(The task): Could you copy out the following items word for word?

(Data rows):
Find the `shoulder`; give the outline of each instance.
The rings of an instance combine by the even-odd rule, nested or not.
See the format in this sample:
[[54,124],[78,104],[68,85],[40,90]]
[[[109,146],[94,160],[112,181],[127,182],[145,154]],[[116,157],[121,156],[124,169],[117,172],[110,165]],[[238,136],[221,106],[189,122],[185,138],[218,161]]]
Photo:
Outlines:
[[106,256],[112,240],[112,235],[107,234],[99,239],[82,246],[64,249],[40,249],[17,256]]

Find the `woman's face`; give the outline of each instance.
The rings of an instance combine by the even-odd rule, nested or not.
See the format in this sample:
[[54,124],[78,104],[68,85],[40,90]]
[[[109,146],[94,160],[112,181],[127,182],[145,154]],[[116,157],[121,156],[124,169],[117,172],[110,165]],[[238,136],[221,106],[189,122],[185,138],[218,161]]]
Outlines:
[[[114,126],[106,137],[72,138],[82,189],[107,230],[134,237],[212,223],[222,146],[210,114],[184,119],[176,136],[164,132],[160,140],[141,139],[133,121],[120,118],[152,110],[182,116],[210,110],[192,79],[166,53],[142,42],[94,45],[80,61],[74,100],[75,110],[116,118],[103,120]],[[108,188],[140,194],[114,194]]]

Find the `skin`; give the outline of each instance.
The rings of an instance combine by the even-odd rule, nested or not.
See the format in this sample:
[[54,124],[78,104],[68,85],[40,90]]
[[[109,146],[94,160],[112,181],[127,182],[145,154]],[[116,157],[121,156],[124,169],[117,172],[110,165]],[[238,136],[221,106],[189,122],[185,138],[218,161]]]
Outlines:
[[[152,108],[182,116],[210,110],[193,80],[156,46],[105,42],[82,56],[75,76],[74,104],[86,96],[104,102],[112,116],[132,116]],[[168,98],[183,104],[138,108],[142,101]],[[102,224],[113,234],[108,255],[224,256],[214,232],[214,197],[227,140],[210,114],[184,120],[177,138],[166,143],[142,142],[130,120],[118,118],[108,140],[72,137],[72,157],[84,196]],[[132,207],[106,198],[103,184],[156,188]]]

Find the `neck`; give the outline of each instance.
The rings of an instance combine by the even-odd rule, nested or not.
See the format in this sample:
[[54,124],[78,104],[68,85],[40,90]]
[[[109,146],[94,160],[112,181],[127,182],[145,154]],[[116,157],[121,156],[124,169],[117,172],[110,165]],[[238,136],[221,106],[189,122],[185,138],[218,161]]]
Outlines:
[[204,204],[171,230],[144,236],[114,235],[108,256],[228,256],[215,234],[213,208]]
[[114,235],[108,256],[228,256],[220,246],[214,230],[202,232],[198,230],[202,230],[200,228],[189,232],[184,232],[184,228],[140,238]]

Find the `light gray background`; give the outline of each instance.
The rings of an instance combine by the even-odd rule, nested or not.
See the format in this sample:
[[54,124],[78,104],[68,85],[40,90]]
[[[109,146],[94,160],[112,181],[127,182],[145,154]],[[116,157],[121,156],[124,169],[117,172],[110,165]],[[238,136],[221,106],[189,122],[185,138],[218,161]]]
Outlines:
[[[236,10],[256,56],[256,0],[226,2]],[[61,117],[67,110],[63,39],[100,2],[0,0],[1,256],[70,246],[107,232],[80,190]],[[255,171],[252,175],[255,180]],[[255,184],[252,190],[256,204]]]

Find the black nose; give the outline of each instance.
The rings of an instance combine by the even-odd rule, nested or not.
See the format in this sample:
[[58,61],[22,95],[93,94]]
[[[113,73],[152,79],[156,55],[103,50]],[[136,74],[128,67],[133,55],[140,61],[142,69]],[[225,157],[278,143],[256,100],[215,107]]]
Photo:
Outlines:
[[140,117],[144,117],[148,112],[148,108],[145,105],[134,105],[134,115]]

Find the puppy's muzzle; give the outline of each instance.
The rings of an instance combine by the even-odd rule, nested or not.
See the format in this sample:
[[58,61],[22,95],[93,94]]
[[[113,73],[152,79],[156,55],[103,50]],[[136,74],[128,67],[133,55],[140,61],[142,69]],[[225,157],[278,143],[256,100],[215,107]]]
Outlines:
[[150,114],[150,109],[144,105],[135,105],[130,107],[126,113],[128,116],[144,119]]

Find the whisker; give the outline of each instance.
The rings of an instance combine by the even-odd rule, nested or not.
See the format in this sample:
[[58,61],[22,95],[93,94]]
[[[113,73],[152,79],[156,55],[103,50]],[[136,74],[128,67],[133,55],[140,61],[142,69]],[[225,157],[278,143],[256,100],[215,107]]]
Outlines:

(The completed task):
Find the `shoulder`; give the outline of each instance.
The rings of an instance combine by the even-odd rule, nested or not.
See the format in this sample:
[[54,124],[78,104],[68,85],[40,90]]
[[[109,146],[94,160],[112,181],[127,182],[145,154]],[[116,157],[121,156],[124,169],[117,172],[110,165]],[[238,136],[221,106],[189,122],[185,138],[218,161]]]
Photo:
Outlines:
[[106,256],[112,240],[112,235],[107,234],[99,239],[82,246],[64,249],[40,249],[17,256]]

Find the `woman's face`; give the outline of each instance.
The rings of an instance combine by the even-odd rule, nested or not.
See the format in this sample:
[[54,124],[78,104],[68,85],[40,90]]
[[[109,146],[94,160],[112,181],[127,182],[145,154]],[[116,157],[121,156],[124,169],[117,172],[110,165]],[[238,136],[221,106],[189,122],[185,138],[218,161]]]
Outlines:
[[[114,126],[106,137],[72,138],[82,189],[107,230],[134,237],[212,223],[222,146],[210,114],[184,119],[176,136],[164,132],[160,140],[141,139],[133,121],[120,118],[152,110],[182,116],[210,110],[192,79],[166,53],[142,42],[94,45],[80,61],[74,100],[75,110],[116,118],[103,120]],[[108,188],[140,194],[114,194]]]

Find the `skin`; give the outline of each instance.
The rings of an instance combine by the even-odd rule, nested or not.
See the format in this sample:
[[54,124],[78,104],[68,85],[40,90]]
[[[109,146],[94,160],[112,181],[127,182],[145,154]],[[116,157],[121,156],[124,169],[117,172],[110,165]],[[238,136],[221,106],[189,122],[185,138],[218,161]]]
Outlines:
[[[152,108],[182,116],[210,110],[193,80],[156,46],[105,42],[82,56],[75,76],[74,104],[86,96],[104,102],[112,116],[132,116]],[[168,98],[183,104],[138,108],[142,101]],[[102,224],[113,234],[108,255],[224,256],[214,232],[214,197],[227,140],[210,114],[184,120],[177,138],[166,143],[142,142],[130,120],[118,118],[108,140],[72,137],[72,157],[84,196]],[[132,207],[106,198],[103,184],[156,188]]]

Find the `neck`; give the outline of each instance.
The rings of an instance combine by the even-odd rule, nested or not.
See the format in this sample:
[[54,124],[78,104],[68,85],[40,90]]
[[[109,146],[94,160],[112,181],[127,182],[145,154]],[[116,157],[121,156],[124,169],[117,172],[110,165]],[[238,136],[221,106],[189,122],[185,138],[218,161]]]
Outlines:
[[204,204],[171,230],[144,236],[114,235],[108,256],[228,256],[215,234],[213,208]]
[[114,235],[108,256],[228,256],[220,246],[214,230],[202,232],[198,230],[202,230],[200,228],[189,232],[184,232],[184,228],[140,238]]

Find the `light gray background`; give the outline of each instance.
The rings of an instance combine by the even-odd rule, nested or not.
See the format in this sample:
[[54,124],[78,104],[68,85],[40,90]]
[[[109,146],[94,160],[112,181],[127,182],[145,154]],[[116,157],[121,156],[124,169],[117,172],[110,165]],[[238,136],[221,106],[189,122],[185,138],[218,161]]]
Outlines:
[[[236,10],[256,56],[256,0],[226,2]],[[61,117],[67,110],[63,39],[100,2],[0,0],[1,256],[70,246],[107,232],[80,190]],[[255,171],[252,175],[255,180]],[[255,184],[252,190],[256,204]]]

Find the black nose; give the outline of each instance.
The rings of an instance combine by the even-odd rule, nested or not.
See the format in this sample:
[[58,61],[22,95],[93,94]]
[[[113,73],[152,79],[156,55],[103,50]],[[136,74],[128,67],[133,55],[140,61],[142,69]],[[225,157],[278,143],[256,100],[215,107]]]
Photo:
Outlines:
[[140,117],[144,117],[148,112],[148,108],[145,105],[134,105],[134,115]]

Find the puppy's muzzle; give the outline of each instance.
The rings of an instance combine by the even-odd rule, nested or not.
See the format in this sample:
[[58,61],[22,95],[93,94]]
[[[113,73],[152,79],[156,55],[103,50]],[[136,74],[128,67],[133,55],[140,61],[142,69]],[[225,157],[278,143],[256,100],[215,107]]]
Outlines:
[[150,114],[150,109],[144,105],[135,105],[130,107],[126,113],[128,116],[144,119]]

Find the whisker; give the outline of each instance.
The rings of an instance combine by the even-odd rule, nested or not.
See the format in this sample:
[[58,61],[22,95],[93,94]]
[[[113,73],[152,79],[156,55],[103,50]],[[136,74],[128,67],[133,55],[140,61],[142,69]],[[225,157],[278,143],[256,100],[215,107]]]
Outlines:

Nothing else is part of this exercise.